▸ **INSTRUCTIONS TO FOLLOW**
Set down every entry again word for word, please, but skip the pictures.

______________________________

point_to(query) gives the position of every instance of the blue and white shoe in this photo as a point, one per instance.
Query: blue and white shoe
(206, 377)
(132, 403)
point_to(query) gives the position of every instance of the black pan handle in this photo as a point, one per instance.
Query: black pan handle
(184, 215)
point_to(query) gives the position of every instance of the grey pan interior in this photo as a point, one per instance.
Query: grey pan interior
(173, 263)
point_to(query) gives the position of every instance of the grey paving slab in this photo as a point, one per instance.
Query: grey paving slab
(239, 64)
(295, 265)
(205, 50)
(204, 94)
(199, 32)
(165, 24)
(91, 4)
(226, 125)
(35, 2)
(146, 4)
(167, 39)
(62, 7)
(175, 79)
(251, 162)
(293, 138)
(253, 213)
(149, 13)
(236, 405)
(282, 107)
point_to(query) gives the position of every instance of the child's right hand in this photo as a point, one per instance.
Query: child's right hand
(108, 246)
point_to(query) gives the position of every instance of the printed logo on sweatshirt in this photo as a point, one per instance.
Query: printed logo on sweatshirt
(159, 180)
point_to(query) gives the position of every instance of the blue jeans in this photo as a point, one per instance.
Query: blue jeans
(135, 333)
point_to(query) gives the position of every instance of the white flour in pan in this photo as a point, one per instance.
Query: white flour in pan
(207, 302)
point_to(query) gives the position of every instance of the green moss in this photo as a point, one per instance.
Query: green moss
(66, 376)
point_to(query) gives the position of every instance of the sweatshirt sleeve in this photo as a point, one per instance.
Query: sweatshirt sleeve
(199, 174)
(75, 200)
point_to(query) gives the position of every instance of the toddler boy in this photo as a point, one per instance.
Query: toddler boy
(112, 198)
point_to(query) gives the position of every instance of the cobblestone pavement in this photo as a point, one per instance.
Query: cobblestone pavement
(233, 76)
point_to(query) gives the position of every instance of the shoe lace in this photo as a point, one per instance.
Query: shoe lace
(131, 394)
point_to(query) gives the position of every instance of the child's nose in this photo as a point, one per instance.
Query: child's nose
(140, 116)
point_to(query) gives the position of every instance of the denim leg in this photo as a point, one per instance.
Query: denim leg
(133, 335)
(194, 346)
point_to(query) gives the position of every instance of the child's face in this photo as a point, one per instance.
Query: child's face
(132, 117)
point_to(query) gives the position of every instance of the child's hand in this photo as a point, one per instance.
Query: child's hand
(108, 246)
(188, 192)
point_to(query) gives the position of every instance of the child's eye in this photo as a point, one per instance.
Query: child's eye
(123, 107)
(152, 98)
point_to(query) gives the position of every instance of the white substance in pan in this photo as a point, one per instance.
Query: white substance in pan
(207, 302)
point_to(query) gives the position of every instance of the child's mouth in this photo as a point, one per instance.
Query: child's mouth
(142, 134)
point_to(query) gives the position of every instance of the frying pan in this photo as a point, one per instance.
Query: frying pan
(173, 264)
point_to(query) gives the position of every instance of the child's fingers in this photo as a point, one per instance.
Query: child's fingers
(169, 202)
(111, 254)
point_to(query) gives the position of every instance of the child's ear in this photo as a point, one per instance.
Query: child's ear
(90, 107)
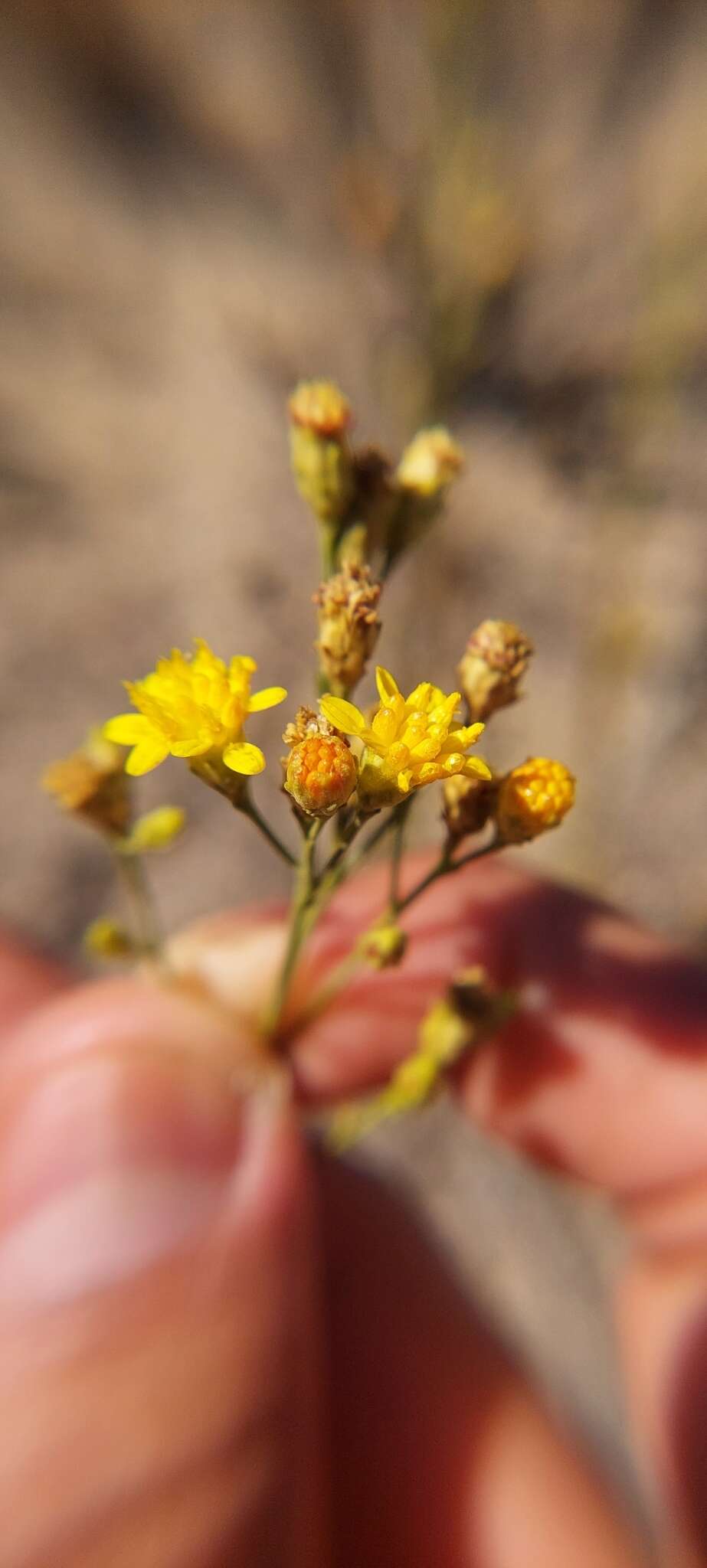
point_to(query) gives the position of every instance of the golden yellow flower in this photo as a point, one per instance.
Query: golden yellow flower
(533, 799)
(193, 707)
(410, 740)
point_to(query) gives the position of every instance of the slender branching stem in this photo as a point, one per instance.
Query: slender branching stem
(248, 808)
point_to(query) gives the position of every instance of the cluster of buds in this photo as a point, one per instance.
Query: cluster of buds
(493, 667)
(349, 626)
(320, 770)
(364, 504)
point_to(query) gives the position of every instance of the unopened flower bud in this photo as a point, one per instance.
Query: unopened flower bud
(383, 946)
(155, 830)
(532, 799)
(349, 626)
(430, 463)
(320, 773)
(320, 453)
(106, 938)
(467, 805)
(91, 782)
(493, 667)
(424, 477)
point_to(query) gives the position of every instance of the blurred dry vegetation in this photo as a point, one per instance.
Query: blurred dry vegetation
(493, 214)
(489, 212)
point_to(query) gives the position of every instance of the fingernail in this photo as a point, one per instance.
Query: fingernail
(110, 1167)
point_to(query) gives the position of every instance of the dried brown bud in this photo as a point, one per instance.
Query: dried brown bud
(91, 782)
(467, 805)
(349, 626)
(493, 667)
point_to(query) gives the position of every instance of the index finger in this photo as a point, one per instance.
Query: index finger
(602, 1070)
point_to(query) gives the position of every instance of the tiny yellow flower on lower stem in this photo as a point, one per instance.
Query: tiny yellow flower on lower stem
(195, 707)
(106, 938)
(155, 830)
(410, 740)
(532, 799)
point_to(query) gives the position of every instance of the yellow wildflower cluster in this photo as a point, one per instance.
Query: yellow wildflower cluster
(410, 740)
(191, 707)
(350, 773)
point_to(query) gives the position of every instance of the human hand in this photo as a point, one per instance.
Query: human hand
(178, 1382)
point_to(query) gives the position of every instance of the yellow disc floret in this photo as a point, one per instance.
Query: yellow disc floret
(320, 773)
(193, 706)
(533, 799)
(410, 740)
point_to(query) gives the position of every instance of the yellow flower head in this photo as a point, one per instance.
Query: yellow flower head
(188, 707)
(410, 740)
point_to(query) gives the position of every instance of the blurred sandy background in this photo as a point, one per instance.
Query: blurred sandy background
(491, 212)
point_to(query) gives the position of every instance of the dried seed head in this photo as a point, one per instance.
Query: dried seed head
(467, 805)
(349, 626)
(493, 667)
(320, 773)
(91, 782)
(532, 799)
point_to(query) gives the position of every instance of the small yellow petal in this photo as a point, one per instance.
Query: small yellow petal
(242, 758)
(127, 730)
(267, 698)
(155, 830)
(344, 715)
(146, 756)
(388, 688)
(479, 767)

______________________________

▸ **WORKED SOLUTION**
point_to(query) gives the position of every instance of the blue and white shoe in this photo as a point, one per instance.
Query: blue and white shoe
(206, 377)
(132, 403)
point_to(query) gives the position of every instance of the black pan handle in this photo as a point, one per instance.
Query: black pan handle
(184, 215)
point_to(query) gives the position of every instance of the grey pan interior in this photo as a point, one per instance.
Query: grey pan interior
(173, 263)
point_to(query) gives the position of every instance of the grey paving slab in this photo as a point, one per instance.
Query: grey paving slab
(239, 64)
(295, 265)
(205, 50)
(204, 94)
(199, 32)
(165, 24)
(91, 4)
(226, 125)
(35, 2)
(146, 4)
(167, 39)
(62, 7)
(175, 79)
(251, 162)
(293, 138)
(253, 213)
(149, 13)
(236, 405)
(282, 107)
point_to(query) gives the position of every instance of the child's right hand in this photo as a point, one per instance.
Query: child's right hand
(108, 246)
point_to(query) gives the position of every instance of the printed logo on sweatshirt in this photo as a point, one per instance.
Query: printed logo on sweatshirt
(159, 180)
point_to(query) gives the position of every instance of the blue jeans in this photo as a point, one per instance.
Query: blue jeans
(135, 333)
point_to(query) gives the position of every instance of the white flour in pan in this photo as a point, one per instance.
Query: white flour in pan
(207, 302)
point_to(query) gives the position of every instance of the green moss in this photo as a point, one per instance.
Query: green moss
(66, 376)
point_to(query) gives the position of every instance of the sweatshirt sleeve in this photo as a point, one per instance.
Query: sweatshirt sleeve
(199, 174)
(75, 200)
point_to(query) gives the position of every instance of the toddler boy in this photo as a point, one per instance.
Query: toddler boy
(112, 198)
point_to(query) gives the position of every instance of the cobblestone pavement in this photo as a point, one per instance.
Query: cobblestone pavement
(233, 76)
point_to(query) gives the position of every instance of the shoe lace in this photo as a point, one per instance.
Query: shoe lace
(131, 394)
point_to(query) gives the position of every instance of the child's nose in this photo as a point, one per instance.
Query: child's nose
(140, 116)
point_to(query) gives the position of every instance of the denim leg in this photo as a point, one per instance.
Query: denim leg
(133, 335)
(194, 346)
point_to(query) gives the position of every instance of the child's face in this photo as a point, one per instance.
Query: child's face
(132, 117)
point_to(query) gives the position of every instance of the child's hand in this photo as a point, one per instance.
Query: child's hand
(108, 246)
(188, 192)
point_to(query) gives the position of every instance of the child's eye in this photo as a point, one per instance.
Query: child's eye
(123, 107)
(152, 98)
point_to(query) gives the position of every instance of the white substance in pan in this photo as a point, one per instance.
Query: white substance in pan
(207, 302)
point_to(query) gives the position of every instance of the child's mouth in this photo as a point, one per instance.
Query: child's mouth
(142, 134)
point_to(query) gives the position of every instance of the frying pan in this photo as a point, one per instance.
Query: frying pan
(173, 264)
point_to(query) gives the position of every instance of the child's fingers in this photo as a point, one per instance.
Query: child's fingers
(169, 202)
(111, 254)
point_to(query) gives the position of every instance of the child's ear in this photo as a point, one per instance.
Query: child's ear
(90, 107)
point_to(query) gives the position of every instance of the golden yellow flower in this photo as a point, one per instance.
Query: golden yellow flower
(533, 799)
(193, 707)
(410, 740)
point_to(query) gives the position of every instance of the slender branching stem in this photo as a point, one per instance.
Query: slender branching stem
(248, 808)
point_to(query) gives the position of every instance of the cluster of buds in this photo as a point, one per instance.
Query: cluster of buds
(493, 667)
(349, 626)
(320, 770)
(364, 504)
point_to(query) gives the position of every instance of the unopened flower bud in this photo as a point, one per instance.
Query: unopened flower bud
(383, 946)
(155, 830)
(532, 799)
(349, 626)
(430, 463)
(320, 773)
(320, 453)
(106, 938)
(467, 805)
(91, 782)
(493, 667)
(424, 477)
point_to(query) gives the position of every instance of the blurred dry vegetation in this photo as a point, one per instance.
Query: blurred dry vegetation
(493, 214)
(489, 212)
point_to(query) gives the position of every instance of the fingernail in this photo as a point, one per instance.
Query: fingernail
(110, 1167)
point_to(query) gives the position of every instance of the dried brown bud in this photo as a point, one per instance.
Query: dried brown bud
(91, 782)
(467, 805)
(349, 626)
(493, 667)
point_to(query) gives the position of every instance of the index finger in this photo as a point, one per instance.
Query: index finger
(602, 1070)
point_to(query) gives the position of every instance of the tiny yellow flower on lower stem in this photo as a point, one per instance.
Query: tiny yellow flower on lower stem
(195, 707)
(106, 938)
(155, 830)
(410, 740)
(532, 799)
point_to(query) gives the position of every instance of the yellow wildflower cluster in this photo as a point, one per instance.
Query: yellow wildflower cluster
(410, 740)
(191, 707)
(350, 773)
point_to(query) gives the position of every instance of the human hand in this photo as a point, one per instance.
Query: human hand
(178, 1382)
point_to(query) gives the position of every instance of the yellow disc floret in this photo as a point, one per instance.
Query: yellow disc floret
(320, 773)
(193, 706)
(533, 799)
(410, 740)
point_to(query) gives the position of every instance of the yellow flower head in this photo as a point, one per instance.
Query: yellow flower head
(188, 707)
(410, 740)
point_to(query) gives the position of every instance of the blurred sandy background in this photo as a point, one per instance.
Query: blurred sandy background
(491, 212)
point_to(query) gives the position of every instance of the dried seed head in this photo as a point, one per instance.
Query: dried seed head
(467, 805)
(349, 626)
(493, 667)
(320, 773)
(91, 782)
(532, 799)
point_to(query) gives the position of every instance of the small yellow petal in this photo as a point, one per instance.
Query: small yellow petal
(242, 758)
(127, 730)
(267, 698)
(155, 830)
(344, 715)
(146, 756)
(388, 688)
(479, 767)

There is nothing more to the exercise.